▶ _Exercise goal_:
Please reproduce word for word the part of the material that opens with the line containing "of the fence" and closes with the line containing "x=450 y=151", both of those lines included. Give only that part.

▶ _Data records_:
[Begin]

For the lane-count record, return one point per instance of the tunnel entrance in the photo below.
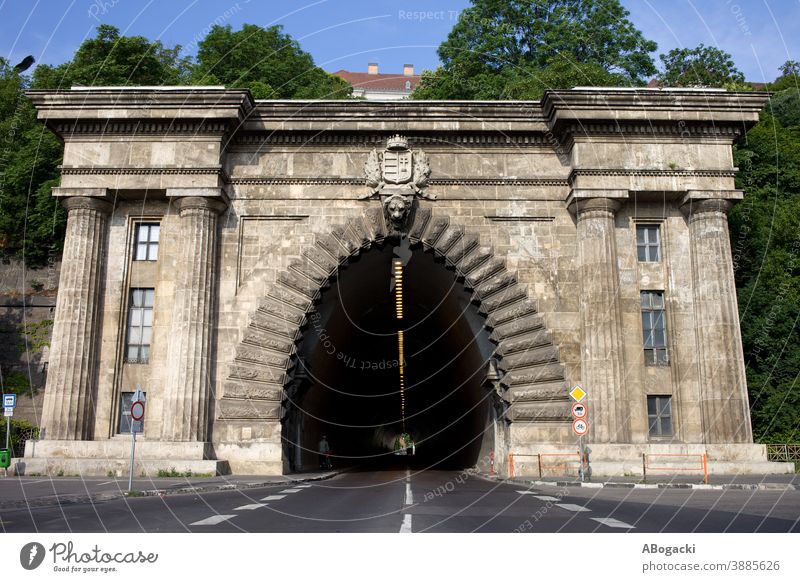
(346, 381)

[End]
[Begin]

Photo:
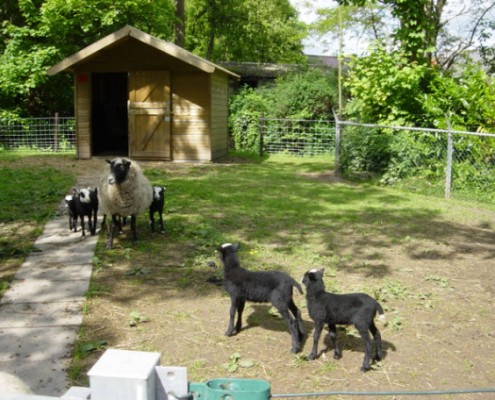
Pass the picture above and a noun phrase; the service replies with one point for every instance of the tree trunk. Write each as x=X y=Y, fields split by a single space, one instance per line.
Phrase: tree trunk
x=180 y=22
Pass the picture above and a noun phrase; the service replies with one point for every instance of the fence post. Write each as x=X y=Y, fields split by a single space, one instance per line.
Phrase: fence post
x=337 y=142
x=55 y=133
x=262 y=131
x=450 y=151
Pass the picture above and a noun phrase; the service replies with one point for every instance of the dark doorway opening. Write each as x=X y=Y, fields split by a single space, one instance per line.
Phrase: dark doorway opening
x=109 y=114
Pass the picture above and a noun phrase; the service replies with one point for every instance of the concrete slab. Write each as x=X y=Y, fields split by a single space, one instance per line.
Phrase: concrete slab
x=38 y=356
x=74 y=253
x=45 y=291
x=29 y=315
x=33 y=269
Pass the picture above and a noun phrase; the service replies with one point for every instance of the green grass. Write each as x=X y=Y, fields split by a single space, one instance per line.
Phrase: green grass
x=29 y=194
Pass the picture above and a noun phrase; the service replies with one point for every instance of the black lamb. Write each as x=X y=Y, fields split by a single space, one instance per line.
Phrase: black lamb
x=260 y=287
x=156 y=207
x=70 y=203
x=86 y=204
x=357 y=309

[End]
[Begin]

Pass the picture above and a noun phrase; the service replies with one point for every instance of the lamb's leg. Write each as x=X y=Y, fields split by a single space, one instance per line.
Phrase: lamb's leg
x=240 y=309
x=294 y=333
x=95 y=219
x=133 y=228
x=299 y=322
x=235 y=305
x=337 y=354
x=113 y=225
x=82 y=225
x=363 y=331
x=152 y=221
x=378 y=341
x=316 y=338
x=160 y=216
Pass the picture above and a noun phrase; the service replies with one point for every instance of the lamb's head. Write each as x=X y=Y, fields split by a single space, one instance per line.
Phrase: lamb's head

[End]

▶ _Response to the exercise_:
Pass the picture above and a noun phrase; the service replies with one point for every instance of the fence post. Write each as x=X y=Y, fields split by a single space, one instance per line.
Phrase: fence post
x=337 y=142
x=55 y=133
x=262 y=131
x=450 y=151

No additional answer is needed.